Excerpts from a dataset:
########

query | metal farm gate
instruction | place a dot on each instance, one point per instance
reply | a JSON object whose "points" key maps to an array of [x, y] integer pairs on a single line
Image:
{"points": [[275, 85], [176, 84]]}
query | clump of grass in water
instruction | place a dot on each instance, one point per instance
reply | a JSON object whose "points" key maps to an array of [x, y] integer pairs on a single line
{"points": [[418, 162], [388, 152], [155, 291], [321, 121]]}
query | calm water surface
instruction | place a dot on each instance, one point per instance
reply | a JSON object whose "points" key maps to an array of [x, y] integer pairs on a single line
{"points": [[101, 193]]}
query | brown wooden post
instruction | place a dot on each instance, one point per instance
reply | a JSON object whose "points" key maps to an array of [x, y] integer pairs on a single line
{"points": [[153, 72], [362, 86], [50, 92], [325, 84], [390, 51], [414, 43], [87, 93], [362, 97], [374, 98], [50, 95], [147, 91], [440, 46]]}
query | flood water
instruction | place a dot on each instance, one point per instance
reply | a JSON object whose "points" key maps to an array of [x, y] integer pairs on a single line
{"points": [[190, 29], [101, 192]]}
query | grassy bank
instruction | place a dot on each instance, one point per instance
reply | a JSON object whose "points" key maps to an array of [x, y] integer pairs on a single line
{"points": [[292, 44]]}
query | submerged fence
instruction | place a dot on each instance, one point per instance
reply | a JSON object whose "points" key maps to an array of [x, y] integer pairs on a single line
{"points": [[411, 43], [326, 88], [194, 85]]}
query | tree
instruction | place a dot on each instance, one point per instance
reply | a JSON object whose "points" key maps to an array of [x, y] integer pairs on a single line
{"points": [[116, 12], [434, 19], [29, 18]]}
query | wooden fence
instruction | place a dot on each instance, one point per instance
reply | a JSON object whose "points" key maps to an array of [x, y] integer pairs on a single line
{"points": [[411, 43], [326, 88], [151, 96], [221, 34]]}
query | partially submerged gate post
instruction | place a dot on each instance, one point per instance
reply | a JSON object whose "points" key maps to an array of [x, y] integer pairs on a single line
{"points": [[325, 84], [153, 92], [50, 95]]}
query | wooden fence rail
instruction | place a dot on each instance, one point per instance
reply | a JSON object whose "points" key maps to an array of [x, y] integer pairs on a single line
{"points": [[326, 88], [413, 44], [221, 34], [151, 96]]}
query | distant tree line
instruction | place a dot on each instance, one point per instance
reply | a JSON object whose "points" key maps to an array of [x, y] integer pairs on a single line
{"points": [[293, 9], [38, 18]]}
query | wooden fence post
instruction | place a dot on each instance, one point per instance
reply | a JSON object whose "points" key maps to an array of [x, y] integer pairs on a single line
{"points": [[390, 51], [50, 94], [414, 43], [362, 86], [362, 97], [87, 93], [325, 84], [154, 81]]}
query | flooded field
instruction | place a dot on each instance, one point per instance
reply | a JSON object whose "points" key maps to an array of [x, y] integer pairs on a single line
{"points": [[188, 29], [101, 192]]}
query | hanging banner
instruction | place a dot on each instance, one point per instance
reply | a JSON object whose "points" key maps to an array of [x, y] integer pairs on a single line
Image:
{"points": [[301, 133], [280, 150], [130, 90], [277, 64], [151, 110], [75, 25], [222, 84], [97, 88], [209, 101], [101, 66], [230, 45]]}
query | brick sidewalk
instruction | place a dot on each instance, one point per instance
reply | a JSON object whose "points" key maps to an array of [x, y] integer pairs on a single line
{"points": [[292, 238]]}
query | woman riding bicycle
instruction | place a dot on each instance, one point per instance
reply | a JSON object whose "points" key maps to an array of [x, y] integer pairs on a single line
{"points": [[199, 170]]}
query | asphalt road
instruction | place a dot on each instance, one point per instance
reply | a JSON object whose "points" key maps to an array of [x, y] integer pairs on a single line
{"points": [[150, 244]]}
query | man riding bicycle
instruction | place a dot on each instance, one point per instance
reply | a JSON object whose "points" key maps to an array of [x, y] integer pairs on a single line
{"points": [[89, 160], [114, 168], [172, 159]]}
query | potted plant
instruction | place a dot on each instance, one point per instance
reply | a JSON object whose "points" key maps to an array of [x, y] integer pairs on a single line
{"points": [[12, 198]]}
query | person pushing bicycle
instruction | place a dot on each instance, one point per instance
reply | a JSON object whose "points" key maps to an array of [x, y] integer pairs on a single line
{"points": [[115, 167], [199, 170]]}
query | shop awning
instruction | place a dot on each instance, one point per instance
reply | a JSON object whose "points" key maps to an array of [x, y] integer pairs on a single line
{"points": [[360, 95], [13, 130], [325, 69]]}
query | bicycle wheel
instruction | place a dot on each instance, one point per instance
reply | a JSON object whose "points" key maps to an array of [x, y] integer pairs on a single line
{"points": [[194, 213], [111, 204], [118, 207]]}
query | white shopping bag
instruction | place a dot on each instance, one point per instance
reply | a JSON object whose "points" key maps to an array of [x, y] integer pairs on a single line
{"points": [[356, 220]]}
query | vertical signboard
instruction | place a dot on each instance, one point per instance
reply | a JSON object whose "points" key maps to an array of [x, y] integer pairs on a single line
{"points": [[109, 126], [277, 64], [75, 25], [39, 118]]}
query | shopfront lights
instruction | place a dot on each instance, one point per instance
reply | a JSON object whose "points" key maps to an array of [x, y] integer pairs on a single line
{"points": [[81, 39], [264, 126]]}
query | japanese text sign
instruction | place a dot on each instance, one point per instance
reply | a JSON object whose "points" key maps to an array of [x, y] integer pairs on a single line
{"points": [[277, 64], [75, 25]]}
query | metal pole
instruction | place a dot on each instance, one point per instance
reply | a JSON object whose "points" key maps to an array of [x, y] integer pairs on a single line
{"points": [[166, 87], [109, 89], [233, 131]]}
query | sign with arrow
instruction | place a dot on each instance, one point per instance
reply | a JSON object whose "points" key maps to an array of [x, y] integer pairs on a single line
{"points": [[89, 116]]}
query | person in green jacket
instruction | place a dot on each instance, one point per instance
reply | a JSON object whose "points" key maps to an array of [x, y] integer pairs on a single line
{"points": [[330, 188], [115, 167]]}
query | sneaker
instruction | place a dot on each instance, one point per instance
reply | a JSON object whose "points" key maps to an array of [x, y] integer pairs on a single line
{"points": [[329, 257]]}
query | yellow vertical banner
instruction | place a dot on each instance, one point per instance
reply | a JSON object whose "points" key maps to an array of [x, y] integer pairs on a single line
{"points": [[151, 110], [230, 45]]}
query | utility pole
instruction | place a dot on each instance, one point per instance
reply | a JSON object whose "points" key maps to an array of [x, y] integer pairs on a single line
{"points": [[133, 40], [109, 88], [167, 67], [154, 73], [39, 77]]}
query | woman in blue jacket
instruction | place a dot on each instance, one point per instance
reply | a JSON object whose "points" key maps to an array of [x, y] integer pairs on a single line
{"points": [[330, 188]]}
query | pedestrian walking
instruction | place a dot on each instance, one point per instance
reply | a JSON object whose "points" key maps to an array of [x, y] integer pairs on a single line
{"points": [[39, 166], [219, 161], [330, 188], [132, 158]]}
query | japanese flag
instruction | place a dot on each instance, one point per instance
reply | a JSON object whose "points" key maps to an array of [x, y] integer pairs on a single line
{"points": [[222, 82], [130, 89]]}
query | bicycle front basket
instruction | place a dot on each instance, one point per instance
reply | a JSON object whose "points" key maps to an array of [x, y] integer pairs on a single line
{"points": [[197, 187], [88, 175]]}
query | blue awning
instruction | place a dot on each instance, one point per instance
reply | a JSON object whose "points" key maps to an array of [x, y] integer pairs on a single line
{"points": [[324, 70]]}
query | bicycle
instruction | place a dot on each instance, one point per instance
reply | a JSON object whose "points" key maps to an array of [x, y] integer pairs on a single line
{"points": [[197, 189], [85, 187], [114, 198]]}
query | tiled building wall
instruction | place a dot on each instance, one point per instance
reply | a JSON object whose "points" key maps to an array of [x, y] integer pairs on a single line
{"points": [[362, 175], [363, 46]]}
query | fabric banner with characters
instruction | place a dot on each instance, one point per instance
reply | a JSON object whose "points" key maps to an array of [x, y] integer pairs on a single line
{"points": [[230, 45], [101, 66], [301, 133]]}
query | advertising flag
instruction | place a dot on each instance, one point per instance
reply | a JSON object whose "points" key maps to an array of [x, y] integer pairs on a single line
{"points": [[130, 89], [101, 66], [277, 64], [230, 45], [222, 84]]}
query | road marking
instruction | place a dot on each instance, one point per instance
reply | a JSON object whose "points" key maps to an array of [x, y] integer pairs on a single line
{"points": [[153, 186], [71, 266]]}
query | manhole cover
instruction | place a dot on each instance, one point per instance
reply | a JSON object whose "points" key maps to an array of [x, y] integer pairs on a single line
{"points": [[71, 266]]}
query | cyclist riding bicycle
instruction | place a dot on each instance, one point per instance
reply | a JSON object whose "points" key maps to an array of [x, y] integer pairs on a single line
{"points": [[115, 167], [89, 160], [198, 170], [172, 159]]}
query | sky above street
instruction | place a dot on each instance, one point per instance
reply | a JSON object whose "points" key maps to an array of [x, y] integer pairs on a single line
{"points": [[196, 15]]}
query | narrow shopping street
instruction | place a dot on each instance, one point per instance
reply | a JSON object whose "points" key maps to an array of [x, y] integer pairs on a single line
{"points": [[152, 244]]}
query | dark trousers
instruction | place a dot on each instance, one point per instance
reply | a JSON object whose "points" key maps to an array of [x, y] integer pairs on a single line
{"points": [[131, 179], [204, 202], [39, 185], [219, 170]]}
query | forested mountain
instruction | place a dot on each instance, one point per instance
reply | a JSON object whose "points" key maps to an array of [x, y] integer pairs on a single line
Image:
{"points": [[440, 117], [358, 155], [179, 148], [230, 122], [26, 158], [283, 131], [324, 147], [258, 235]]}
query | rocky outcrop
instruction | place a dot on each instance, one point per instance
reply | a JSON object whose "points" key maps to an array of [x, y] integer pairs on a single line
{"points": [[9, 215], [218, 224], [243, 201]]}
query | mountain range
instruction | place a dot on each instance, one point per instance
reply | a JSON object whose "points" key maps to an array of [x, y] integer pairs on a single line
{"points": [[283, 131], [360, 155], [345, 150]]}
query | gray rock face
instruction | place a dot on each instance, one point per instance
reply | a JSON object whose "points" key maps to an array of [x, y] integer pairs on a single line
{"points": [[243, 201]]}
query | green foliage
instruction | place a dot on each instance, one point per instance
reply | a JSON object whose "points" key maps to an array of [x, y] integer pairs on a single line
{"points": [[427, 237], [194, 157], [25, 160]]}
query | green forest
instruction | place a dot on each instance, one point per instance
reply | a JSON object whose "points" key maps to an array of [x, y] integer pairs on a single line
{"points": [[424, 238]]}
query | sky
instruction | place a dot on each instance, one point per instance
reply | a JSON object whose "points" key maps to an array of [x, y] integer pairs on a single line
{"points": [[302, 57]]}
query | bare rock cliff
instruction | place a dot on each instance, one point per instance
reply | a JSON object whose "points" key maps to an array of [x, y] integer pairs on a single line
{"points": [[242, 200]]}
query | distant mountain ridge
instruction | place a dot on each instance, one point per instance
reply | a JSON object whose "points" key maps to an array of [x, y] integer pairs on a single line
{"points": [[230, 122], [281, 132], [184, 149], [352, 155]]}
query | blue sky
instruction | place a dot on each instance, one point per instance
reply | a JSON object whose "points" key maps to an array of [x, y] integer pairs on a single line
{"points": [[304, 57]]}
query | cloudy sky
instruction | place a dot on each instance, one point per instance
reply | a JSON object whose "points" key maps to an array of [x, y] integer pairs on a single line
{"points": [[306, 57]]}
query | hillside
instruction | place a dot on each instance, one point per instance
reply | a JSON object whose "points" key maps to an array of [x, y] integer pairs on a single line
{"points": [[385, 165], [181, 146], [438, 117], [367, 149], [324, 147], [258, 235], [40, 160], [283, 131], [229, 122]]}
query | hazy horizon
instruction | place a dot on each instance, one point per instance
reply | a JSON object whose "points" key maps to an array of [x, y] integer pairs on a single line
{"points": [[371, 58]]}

########

**Problem requirements**
Output only the lines from the line that contains "query | hazy horizon" through the end of the entries, both included, exactly as they appear.

**Finished exercise**
query | hazy horizon
instruction | place a dot on each instance, one point per instance
reply | a JSON object whose "points" key maps to an array of [x, y] integer pairs on a single line
{"points": [[371, 58]]}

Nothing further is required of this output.